- [Source extract]
◆ ◆ ◆ ◆ ◆ ◆ ◆
Alas, the export process itself took forever. For my small p4 mesh, half a day was easily wasted (with 3 smoothing passes). Almost to the point the efficiency advantage of p=4 is cancelled out I don’t really know how long the export takes with Gmsh, though.

Pointwise fails with exporting, throwing mysterious error messages, if the locale (regional settings on linux) is german etc. That is, it fails when decimal separator is “,” and the thousand separator is “.”. On the other hand, the US regional settings work without problems. I experienced this odd behaviour with other features of Pointwise in the past. I don’t know how it is on Windows…

I’m glad that upgrading pointwise worked, I don’t really ever use Q4 meshes so their may have been a problem that was only fixed in R4.

That brings me to your second point. Do you really need a Q4 mesh? You might want to try using a Q2 mesh, not only will it speed up the export from pointwise, but it will help with aliasing type effects can can arise with higher mesh orders.

Thanks for the point, Will. Actually, I decided to use Q4 only because my simulation is p=4. Although my geometry is fairly complicated, Q2 or Q3 could have represented the shape appropriately. Based on your suggestion, I presume it is sufficient to have all the flux points on the geometry to be able to represent the geometry accurately. Having higher solver p does not cause geometry representation issues, is that correct?

Depending on the settings you are using in Pointwise, the mesh will only be curved near smooth boundaries. As it is doing a polynomial fit, the convergence of the polynomial modes will likely be spectral. I.e. if the polynomial approximating the geometry in an element has the form:

\Xi = \sum^N_{i=0}c_i\phi_i(\zeta_i, \eta_i)

where c are the modes, \phi is some polynomial basis, and (\zeta,\eta) are the coordinates in the reference domain. Then we know that as the degree of the individual bases increases then the scale of c will decrease quite rapidly (if the shape of the geometry is in some H^p space). This is really just a restatement of Taylor’s theorem.

What I am trying to get across is that yes the geometry might be better approximated by a higher-order polynomial, but how much difference is that really going to make? This is also probably why Pointwise is struggling to generate the mesh, the high order coefficients in the geometry approximation are probably small and difficult to converge.

On the flux points, Pointwise will be placing its own set of points on the boundary. PyFR reads the location of those, builds a fit of the surface and then places its own points. Therefore, I don’t think there is a guarantee that the flux points will be on the physical surface, but rather that they will be on the projected surface provided by Pointwise. Abe etal. (2018) is a good starting point.

The point I’m trying to make is to be pragmatic, using a lower order geometry representation is prefered as it makes things easier on the meshing front, and reduces aliasing based problems. But if you find that your solution is faceted then maybe you need to up the geometry order. Others will have views on this as well, so feel free to disagree.

Thanks Will for the kind explanation. Now i started to understand the things better.

On the Pointwise side, it was a failure for me. Based on your suggestion, i started using Q2 export, which looked pretty good on the geometry. The simulation, however, revealed another problem. It seems, when i elevate the mesh to orders higher than Q1, the periodic faces start to fail. In fact, some messing-up of the periodic cells occur on some cells. You can easily see this in the attached screenshot. Note that the screenshot belongs to an initial p1 solution on the Q2 mesh for some time steps.

Pointwise seems not to be able to recognize the periodic couples and start to place flux nodes independently (for a few cells, at least). Everything works fine on Q1 mesh output, though. I tried many things to overcome this issue, without success. I guess I must start learning Gmsh…

Are you using periodics defined in Pointwise using their periodics feature or did you just extrude a 2D mesh and set it as periodic in CAE set boundary conditions? Because I think you need to do the former for it to work.
◆ ◆ ◆ ◆ ◆ ◆ ◆
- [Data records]

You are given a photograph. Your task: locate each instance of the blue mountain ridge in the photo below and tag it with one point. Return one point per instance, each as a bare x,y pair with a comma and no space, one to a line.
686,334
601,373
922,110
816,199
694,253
◆ ◆ ◆ ◆ ◆ ◆ ◆
- [Aim of the exercise]
Reproduce word for word the part of the mesh-export discussion that opens with "The point I’m" and ends after "free to disagree.".

- [Solution for this problem]
The point I’m trying to make is to be pragmatic, using a lower order geometry representation is prefered as it makes things easier on the meshing front, and reduces aliasing based problems. But if you find that your solution is faceted then maybe you need to up the geometry order. Others will have views on this as well, so feel free to disagree.